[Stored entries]
-- -- --

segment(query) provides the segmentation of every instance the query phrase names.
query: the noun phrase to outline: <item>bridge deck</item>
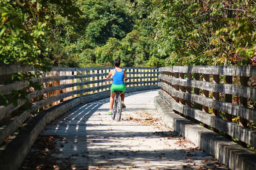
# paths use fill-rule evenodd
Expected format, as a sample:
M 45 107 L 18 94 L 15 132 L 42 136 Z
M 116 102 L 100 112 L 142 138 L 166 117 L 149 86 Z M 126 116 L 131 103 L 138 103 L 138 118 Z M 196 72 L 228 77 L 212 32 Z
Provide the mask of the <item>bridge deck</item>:
M 126 94 L 120 121 L 107 115 L 108 99 L 74 108 L 45 127 L 21 169 L 227 169 L 162 124 L 157 94 Z

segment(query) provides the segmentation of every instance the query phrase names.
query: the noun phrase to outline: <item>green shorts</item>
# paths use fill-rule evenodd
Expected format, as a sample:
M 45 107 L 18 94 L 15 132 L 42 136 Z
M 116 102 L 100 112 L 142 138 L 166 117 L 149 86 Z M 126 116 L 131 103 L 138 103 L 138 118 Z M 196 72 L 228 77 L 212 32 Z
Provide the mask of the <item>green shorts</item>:
M 112 84 L 111 87 L 110 87 L 110 91 L 111 91 L 112 93 L 114 93 L 114 91 L 116 90 L 122 91 L 123 93 L 124 93 L 125 91 L 125 85 L 124 84 L 122 85 L 114 85 Z

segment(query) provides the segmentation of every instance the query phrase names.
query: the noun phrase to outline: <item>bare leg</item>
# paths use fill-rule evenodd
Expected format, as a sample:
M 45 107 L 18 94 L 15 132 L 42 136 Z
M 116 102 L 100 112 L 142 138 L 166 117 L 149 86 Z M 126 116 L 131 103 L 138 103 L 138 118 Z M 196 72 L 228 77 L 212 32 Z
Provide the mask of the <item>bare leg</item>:
M 124 93 L 121 93 L 120 94 L 120 96 L 121 96 L 121 99 L 122 100 L 122 102 L 124 103 Z
M 112 109 L 113 109 L 113 105 L 114 104 L 114 98 L 116 95 L 115 93 L 112 93 L 111 92 L 110 93 L 110 99 L 109 100 L 109 105 L 110 105 L 110 111 L 112 111 Z

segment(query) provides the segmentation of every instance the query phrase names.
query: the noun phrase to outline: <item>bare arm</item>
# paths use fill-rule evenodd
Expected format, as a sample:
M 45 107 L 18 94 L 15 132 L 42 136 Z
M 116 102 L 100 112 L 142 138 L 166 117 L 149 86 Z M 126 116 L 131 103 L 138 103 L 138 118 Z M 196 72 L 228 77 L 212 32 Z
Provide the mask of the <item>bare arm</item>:
M 110 70 L 110 71 L 109 72 L 109 73 L 108 73 L 108 76 L 107 76 L 106 78 L 105 79 L 107 80 L 108 80 L 109 78 L 110 78 L 111 76 L 113 74 L 114 74 L 114 72 L 113 71 L 113 70 Z
M 123 73 L 124 73 L 124 81 L 126 81 L 128 80 L 127 77 L 126 77 L 126 72 L 125 72 L 125 70 L 124 69 L 123 69 Z

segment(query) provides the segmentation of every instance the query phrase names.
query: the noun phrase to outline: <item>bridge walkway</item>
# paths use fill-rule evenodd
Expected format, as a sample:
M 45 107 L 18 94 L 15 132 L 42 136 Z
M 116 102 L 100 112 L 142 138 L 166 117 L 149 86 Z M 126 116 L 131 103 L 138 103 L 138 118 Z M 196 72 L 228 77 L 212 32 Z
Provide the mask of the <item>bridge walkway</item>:
M 107 114 L 106 99 L 52 122 L 20 169 L 228 169 L 163 125 L 154 104 L 157 90 L 126 95 L 120 121 Z

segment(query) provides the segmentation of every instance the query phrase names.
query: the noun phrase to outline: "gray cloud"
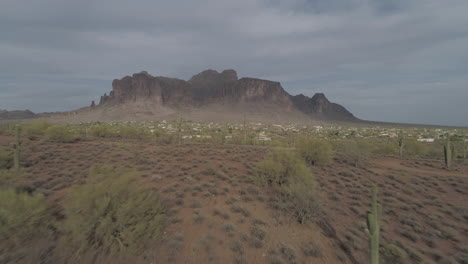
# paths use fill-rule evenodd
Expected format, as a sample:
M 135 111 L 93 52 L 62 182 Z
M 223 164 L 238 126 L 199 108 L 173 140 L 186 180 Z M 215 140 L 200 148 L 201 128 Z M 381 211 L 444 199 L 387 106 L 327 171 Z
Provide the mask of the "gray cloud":
M 468 126 L 467 12 L 466 0 L 6 0 L 0 108 L 78 108 L 141 70 L 234 68 L 364 119 Z

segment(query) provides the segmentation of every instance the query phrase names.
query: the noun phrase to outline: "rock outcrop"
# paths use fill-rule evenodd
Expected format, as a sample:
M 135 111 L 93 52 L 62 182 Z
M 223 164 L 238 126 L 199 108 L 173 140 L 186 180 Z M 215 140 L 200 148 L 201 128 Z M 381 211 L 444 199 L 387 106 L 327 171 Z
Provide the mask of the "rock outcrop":
M 188 81 L 155 77 L 147 72 L 135 73 L 114 80 L 112 91 L 101 97 L 98 106 L 132 103 L 172 109 L 206 109 L 212 105 L 234 107 L 229 109 L 252 106 L 257 112 L 265 111 L 265 115 L 268 115 L 266 111 L 274 109 L 275 112 L 300 112 L 318 120 L 358 120 L 343 106 L 328 101 L 322 93 L 315 94 L 312 98 L 304 95 L 291 96 L 279 82 L 256 78 L 238 79 L 234 70 L 224 70 L 221 73 L 206 70 Z
M 30 110 L 7 111 L 0 109 L 0 120 L 35 118 L 36 114 Z

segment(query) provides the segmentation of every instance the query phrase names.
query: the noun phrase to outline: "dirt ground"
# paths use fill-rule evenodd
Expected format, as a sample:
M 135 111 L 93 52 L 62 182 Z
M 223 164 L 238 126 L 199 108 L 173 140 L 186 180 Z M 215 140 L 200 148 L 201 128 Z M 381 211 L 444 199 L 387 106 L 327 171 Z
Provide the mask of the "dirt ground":
M 11 137 L 0 136 L 8 146 Z M 370 186 L 379 187 L 382 245 L 406 256 L 383 263 L 468 263 L 468 165 L 371 158 L 352 166 L 337 156 L 312 167 L 321 209 L 301 225 L 271 208 L 273 194 L 252 169 L 268 149 L 161 145 L 130 140 L 53 143 L 25 140 L 22 185 L 59 202 L 98 164 L 135 168 L 167 208 L 162 239 L 138 258 L 109 263 L 367 263 L 364 228 Z M 52 262 L 51 262 L 52 263 Z

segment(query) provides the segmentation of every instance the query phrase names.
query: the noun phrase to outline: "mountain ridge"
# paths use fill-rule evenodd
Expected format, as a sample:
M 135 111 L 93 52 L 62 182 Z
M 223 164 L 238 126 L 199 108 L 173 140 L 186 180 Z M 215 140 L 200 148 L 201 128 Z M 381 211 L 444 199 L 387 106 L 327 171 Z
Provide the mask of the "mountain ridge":
M 236 115 L 276 116 L 279 119 L 358 122 L 345 107 L 330 102 L 323 93 L 312 97 L 291 95 L 279 82 L 252 77 L 238 78 L 233 69 L 208 69 L 185 81 L 153 76 L 146 71 L 112 81 L 112 91 L 91 109 L 125 108 L 129 112 L 174 112 L 184 108 L 200 112 L 210 108 L 232 119 Z M 233 112 L 234 111 L 234 112 Z M 151 115 L 151 114 L 149 114 Z M 211 116 L 212 114 L 208 114 Z M 289 117 L 288 117 L 289 116 Z M 200 116 L 200 119 L 204 119 Z M 211 118 L 207 118 L 208 120 Z M 238 118 L 235 118 L 238 119 Z

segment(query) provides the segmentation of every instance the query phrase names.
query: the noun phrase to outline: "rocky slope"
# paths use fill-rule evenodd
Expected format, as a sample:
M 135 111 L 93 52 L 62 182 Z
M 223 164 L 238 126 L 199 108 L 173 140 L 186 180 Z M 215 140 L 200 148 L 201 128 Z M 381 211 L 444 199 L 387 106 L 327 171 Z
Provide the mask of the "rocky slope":
M 25 119 L 34 117 L 36 117 L 36 114 L 29 110 L 7 111 L 0 109 L 0 120 Z
M 206 70 L 185 81 L 135 73 L 112 82 L 109 95 L 90 109 L 113 116 L 144 113 L 164 117 L 183 109 L 193 119 L 322 120 L 358 121 L 343 106 L 331 103 L 324 94 L 312 98 L 288 94 L 279 82 L 256 78 L 238 78 L 234 70 Z M 121 116 L 120 115 L 120 116 Z M 266 121 L 266 120 L 265 120 Z

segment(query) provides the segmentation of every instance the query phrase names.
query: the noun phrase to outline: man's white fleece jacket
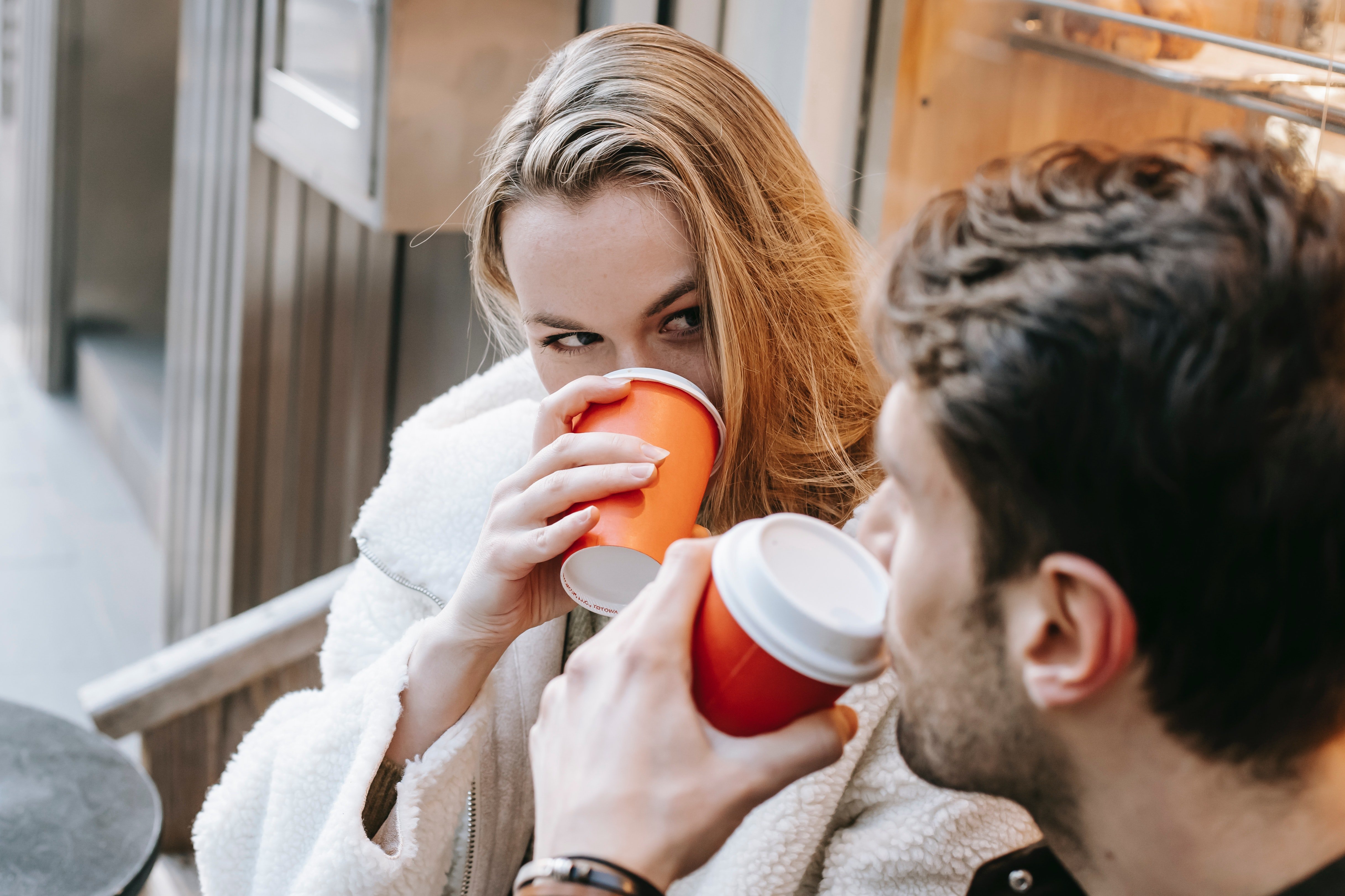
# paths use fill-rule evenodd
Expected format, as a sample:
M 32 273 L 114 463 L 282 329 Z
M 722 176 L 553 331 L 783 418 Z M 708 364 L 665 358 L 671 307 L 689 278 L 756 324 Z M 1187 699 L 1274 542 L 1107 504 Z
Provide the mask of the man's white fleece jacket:
M 355 525 L 360 559 L 332 599 L 321 690 L 276 701 L 196 818 L 206 896 L 510 892 L 533 826 L 527 732 L 561 672 L 564 618 L 521 637 L 461 720 L 408 763 L 395 837 L 371 842 L 360 811 L 401 712 L 412 645 L 453 595 L 496 482 L 527 459 L 543 395 L 530 359 L 516 356 L 397 431 Z M 960 896 L 981 862 L 1037 840 L 1013 803 L 940 790 L 907 768 L 896 689 L 890 672 L 853 688 L 843 701 L 859 731 L 845 756 L 757 807 L 671 893 Z

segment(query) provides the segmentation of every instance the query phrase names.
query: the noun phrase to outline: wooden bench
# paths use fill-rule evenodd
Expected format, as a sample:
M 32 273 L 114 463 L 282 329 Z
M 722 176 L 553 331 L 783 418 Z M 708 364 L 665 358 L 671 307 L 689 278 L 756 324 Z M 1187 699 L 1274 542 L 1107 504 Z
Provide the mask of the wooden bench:
M 159 786 L 164 853 L 191 852 L 191 823 L 238 742 L 282 695 L 317 688 L 327 609 L 354 564 L 183 638 L 79 689 L 110 737 L 140 732 Z

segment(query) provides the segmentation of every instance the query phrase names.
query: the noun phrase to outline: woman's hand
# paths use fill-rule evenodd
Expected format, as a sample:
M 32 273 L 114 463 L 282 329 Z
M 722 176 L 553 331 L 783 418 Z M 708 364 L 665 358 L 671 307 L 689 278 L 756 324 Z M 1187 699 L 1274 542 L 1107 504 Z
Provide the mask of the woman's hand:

-- -- --

Locate each line of the material above that contains the word "ground", and copy those lines out in full.

FINAL RESULT:
query: the noun phrase to outline: "dirt ground"
Provide the mask of the "dirt ground":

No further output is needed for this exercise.